▶ **Tasks for this exercise**:
**1.** From the Falcons column, copy the passage that begins at the words "The Falcons, working" and stops after the words "five of six.".
**2.** According to the Falcons column, which team beat New Orleans on the day the Saints lost Drew Brees to an injured thumb?
**3.** Name every person the Falcons column mentions by name.

▶ **Extract**:
On the night of Sept. 15, the Falcons beat Philadelphia. They were 1-1. Hours earlier, New Orleans had fallen to the Rams and lost Drew Brees to an injured thumb. The Saints were likewise 1-1 and about to face at least a month without their starting quarterback. Also of note: Carolina had lost three nights earlier to Tampa Bay to slip to 0-2, and something was obviously amiss with Cam Newton.

On the morning of Sept. 16, you might well have tagged the Falcons as the new NFC South favorites. (This correspondent kind of did.) But look now.

The Falcons, working with their No. 1 quarterback in every game save the most recent, haven’t won since. The Saints, working without their No. 1 quarterback in every game save the most recent, haven’t lost since. The Panthers, working without their No. 1 quarterback in every game since, have won five of six.

On Sept. 15, the Falcons and Saints were tied. Today, the Saints hold a six-game lead over their ancient enemy with eight games remaining. The Panthers are four games ahead of the local club. Everything in the NFL revolves around the quarterback, and here the Falcons saw their chief divisional rivals absorb what should have been devastating blows – and somehow the team that got devastated was the one that kept Matt Ryan healthy until the end of its seventh game.

This goes to show … what? That the Saints and Panthers built stronger rosters than the Falcons? For sure. That the Saints and Panthers are better coached? Absolutely. That the Panthers and especially the Saints have gotten good at winning close games at a time when the Falcons struggle to keep any game close? That, too.

Knowing all that, it's still difficult to grasp how completely the Falcons have collapsed. Football Outsiders, in its proprietary DVOA (defense-adjusted value over average) ratings, slots this offense as the 19th-best in a 32-team league, this defense the 30th-best and these special teams the absolute worst. The 2018 Falcons weren't very good, but they had the eighth-best offense and the 10th-best special teams. (Defense was No. 31, though.) They've come off a supposed aberration of a season and made it look as if 7-9 was an overachievement.

But here’s the crazy part: After going nearly two calendar months without seeing the Falcons winning; after seeing them outscored by 94 points over eight first halves; after noting that Football Outsiders affords them a 7.0 percent chance of landing the No. 1 overall draft pick and an 0.0 chance of making the playoffs … even then, it’s possible to envision a not-awful second half.

Not because they’ve shuffled more coaches. Dan Quinn leads the world in that if nothing else, and this latest move with Raheem Morris – switching him to defense, three-plus years after he switched him from defense to offense – tells us the head coach has no idea what to do with Raheem Morris. If these Falcons are to give us any sort of a finish, it will be because good players will remember that they’re still good players. It’s impossible to imagine a team of such talent finishing 2-14.

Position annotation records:
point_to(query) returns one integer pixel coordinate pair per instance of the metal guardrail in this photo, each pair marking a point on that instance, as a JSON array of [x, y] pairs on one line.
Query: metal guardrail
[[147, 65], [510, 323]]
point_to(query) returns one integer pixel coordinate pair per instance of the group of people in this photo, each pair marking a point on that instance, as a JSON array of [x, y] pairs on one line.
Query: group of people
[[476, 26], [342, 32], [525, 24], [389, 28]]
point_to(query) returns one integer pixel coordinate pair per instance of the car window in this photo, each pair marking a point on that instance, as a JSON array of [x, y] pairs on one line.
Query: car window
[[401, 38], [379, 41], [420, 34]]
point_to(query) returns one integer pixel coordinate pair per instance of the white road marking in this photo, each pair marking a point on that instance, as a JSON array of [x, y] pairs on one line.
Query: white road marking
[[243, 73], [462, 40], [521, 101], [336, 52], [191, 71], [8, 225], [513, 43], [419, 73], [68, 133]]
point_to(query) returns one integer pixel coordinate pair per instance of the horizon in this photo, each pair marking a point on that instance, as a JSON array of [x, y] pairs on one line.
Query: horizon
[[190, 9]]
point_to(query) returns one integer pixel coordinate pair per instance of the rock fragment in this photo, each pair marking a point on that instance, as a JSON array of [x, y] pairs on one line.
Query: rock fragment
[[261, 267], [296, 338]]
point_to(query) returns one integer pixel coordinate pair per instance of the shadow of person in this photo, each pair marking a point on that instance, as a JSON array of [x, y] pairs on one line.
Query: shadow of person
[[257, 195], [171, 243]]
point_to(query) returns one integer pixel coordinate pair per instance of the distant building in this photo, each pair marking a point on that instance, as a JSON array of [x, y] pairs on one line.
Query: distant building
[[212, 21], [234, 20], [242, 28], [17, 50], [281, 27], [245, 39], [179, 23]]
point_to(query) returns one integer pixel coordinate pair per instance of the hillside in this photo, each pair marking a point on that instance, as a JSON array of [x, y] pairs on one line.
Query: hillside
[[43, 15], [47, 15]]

* * *

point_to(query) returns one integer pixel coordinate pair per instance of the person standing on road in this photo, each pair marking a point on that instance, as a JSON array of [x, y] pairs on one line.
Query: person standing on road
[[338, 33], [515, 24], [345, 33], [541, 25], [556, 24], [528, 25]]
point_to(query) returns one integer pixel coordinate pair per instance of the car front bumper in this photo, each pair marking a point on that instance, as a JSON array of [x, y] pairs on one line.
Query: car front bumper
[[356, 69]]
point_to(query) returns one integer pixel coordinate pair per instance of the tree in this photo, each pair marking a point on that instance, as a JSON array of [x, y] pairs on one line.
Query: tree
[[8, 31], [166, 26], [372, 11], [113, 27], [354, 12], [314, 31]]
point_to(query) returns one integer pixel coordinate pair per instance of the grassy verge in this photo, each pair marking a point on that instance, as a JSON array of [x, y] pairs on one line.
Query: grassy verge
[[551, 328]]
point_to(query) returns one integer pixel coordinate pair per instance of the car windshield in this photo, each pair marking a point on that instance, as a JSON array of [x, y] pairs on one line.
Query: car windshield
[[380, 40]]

▶ **Answers by task**:
**1.**
The Falcons, working with their No. 1 quarterback in every game save the most recent, haven’t won since. The Saints, working without their No. 1 quarterback in every game save the most recent, haven’t lost since. The Panthers, working without their No. 1 quarterback in every game since, have won five of six.

**2.** The Rams.

**3.** Drew Brees, Cam Newton, Matt Ryan, Dan Quinn, Raheem Morris